(The task): Replace every occurrence of "drop" with "mark" in the entries below, and reproduce all of them with everything else unchanged.

Source records:
>> START

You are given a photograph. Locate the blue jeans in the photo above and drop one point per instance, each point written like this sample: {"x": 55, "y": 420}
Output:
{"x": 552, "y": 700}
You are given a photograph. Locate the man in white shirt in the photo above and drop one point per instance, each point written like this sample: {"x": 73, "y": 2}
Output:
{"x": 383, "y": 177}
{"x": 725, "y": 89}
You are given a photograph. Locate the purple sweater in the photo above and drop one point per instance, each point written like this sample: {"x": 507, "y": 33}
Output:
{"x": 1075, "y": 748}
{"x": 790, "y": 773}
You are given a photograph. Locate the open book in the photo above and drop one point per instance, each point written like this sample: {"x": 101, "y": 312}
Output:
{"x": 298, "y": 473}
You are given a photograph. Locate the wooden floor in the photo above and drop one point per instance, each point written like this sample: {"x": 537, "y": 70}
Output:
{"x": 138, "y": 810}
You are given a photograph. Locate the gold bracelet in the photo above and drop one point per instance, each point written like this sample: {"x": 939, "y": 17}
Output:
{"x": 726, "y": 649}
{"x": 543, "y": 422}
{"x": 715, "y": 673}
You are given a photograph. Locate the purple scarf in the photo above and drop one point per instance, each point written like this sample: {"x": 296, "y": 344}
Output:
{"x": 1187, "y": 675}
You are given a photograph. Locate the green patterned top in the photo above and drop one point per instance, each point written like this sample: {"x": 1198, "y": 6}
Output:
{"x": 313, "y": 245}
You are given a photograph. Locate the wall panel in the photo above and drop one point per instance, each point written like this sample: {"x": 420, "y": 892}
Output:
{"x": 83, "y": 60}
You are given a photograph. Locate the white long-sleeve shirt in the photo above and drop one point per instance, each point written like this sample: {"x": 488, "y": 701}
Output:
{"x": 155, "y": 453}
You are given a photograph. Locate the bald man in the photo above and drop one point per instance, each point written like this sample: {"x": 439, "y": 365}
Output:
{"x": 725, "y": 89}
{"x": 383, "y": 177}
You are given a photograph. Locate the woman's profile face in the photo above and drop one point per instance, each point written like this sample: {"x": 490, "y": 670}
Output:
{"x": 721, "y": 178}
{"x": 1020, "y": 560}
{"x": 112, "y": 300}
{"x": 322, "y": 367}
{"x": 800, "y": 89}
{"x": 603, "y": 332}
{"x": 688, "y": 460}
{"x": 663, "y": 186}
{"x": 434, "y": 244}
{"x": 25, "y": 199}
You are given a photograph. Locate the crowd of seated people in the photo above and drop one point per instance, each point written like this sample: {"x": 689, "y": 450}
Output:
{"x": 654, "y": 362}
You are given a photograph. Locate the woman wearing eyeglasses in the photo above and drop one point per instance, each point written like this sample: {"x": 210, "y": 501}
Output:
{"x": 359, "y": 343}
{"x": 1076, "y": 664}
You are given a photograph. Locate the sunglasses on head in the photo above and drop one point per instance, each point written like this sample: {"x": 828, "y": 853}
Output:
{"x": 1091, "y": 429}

>> END

(The reply):
You are given a photograph. Locate the blue jeans in the photo above and mark one point per instance, each point written like this sample: {"x": 55, "y": 420}
Output:
{"x": 552, "y": 700}
You are given a photograph. Locate the man in white shirt in the photo above and mark one point per instance, each point written like this sample: {"x": 73, "y": 2}
Output:
{"x": 383, "y": 177}
{"x": 725, "y": 89}
You are given a photograph. Locate the purple sweater in the photo above and mark one point per instance, each point written like this sample: {"x": 507, "y": 33}
Output:
{"x": 1075, "y": 748}
{"x": 790, "y": 773}
You are given a photograph. Locate the open book in the photo above and mark one point per instance, each point written like this sample: {"x": 101, "y": 312}
Output:
{"x": 298, "y": 473}
You are given a photograph. Locate the wooden floor in the photo above and mark one point per instance, each point written like this sample: {"x": 537, "y": 70}
Output:
{"x": 138, "y": 810}
You are given a photograph. Locate the gold bracelet in the photo above and mark one point per instance, each point written like this sample: {"x": 939, "y": 17}
Output:
{"x": 726, "y": 649}
{"x": 543, "y": 422}
{"x": 715, "y": 673}
You are given a photograph. Locate the purple scarf in the photo above and mark one point per instance, each point written like this sample: {"x": 296, "y": 344}
Output:
{"x": 1187, "y": 675}
You are given a photograph. Locate the green patterned top in the photo above and mark one point per instance, each point written like this sample: {"x": 1198, "y": 6}
Output:
{"x": 313, "y": 245}
You are given a photograph. Locate the wall panel in the photo above and mark one point per instance, each point written like this sample: {"x": 420, "y": 892}
Output:
{"x": 83, "y": 60}
You are given a photograph. Locate the white long-sleeve shirt in the photo above and mark one point per instance, each point written like this sample: {"x": 488, "y": 701}
Output:
{"x": 155, "y": 453}
You are given a photograph. Locate the bald man in the photo above and mark one point per instance, each point written like this sample: {"x": 439, "y": 365}
Output:
{"x": 725, "y": 89}
{"x": 383, "y": 177}
You are given a photograph. Locate the woman's profile face in the photo above and mark one point per instance, each point written like this sample: {"x": 490, "y": 670}
Output:
{"x": 721, "y": 178}
{"x": 1020, "y": 560}
{"x": 112, "y": 300}
{"x": 322, "y": 367}
{"x": 800, "y": 89}
{"x": 603, "y": 332}
{"x": 688, "y": 460}
{"x": 663, "y": 186}
{"x": 434, "y": 244}
{"x": 25, "y": 199}
You are given a photograph. Locate the crowd of seated people in the photo above and mark one point per instance, each point written like this sample: {"x": 689, "y": 450}
Output:
{"x": 654, "y": 362}
You are given a photograph. Locate the woman wearing eyeglasses in the photo above and mark one point per instance, each point written like this sample: {"x": 210, "y": 501}
Output:
{"x": 359, "y": 343}
{"x": 1076, "y": 664}
You are given a photograph. Locate the sunglasses on head in the photo above and mark one point per instance, each point written like this sample: {"x": 828, "y": 853}
Output:
{"x": 1091, "y": 429}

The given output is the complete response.